### ПОСТАНОВКА ЗАДАЧИ
Верните без изменений все строки, начиная со строки, где есть «Task: each instance of the light», и вниз до строки, где есть «[[192, 137]]», включая обе. Изображения в ответ не включайте.

### ИСХОДНЫЕ ДАННЫЕ
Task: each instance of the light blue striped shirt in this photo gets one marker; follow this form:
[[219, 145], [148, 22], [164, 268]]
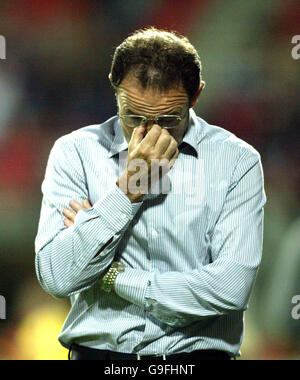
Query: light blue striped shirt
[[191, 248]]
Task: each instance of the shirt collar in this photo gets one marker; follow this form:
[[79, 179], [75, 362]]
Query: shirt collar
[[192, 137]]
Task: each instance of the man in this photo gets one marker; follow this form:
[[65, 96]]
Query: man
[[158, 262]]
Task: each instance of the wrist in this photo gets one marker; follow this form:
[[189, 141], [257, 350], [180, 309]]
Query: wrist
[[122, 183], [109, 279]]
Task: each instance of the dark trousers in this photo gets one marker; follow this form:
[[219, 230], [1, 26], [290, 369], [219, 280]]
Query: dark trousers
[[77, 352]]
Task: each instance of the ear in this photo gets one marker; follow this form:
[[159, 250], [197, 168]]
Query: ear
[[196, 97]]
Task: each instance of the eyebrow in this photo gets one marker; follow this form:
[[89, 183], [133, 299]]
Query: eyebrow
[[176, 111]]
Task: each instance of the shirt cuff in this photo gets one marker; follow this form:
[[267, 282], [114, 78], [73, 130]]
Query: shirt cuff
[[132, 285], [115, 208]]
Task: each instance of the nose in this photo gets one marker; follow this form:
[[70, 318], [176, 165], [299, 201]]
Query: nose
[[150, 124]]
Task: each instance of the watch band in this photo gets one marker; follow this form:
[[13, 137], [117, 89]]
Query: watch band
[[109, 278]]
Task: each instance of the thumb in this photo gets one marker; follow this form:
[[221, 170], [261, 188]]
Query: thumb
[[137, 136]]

==

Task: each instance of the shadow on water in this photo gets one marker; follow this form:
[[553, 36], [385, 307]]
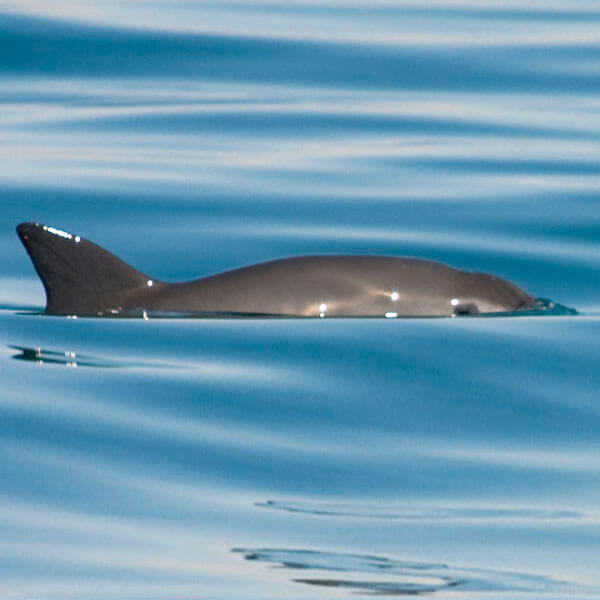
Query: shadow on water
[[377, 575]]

### ПОЛУЧЕННЫЙ РЕЗУЛЬТАТ
Task: each instance of the light blue striped shirt in this photo gets one marker; follow this form:
[[219, 145], [148, 22], [164, 268]]
Query: light blue striped shirt
[[191, 248]]
Task: each instance of the shirt collar in this photo gets one marker; follow this form:
[[79, 179], [75, 362]]
Query: shirt collar
[[192, 137]]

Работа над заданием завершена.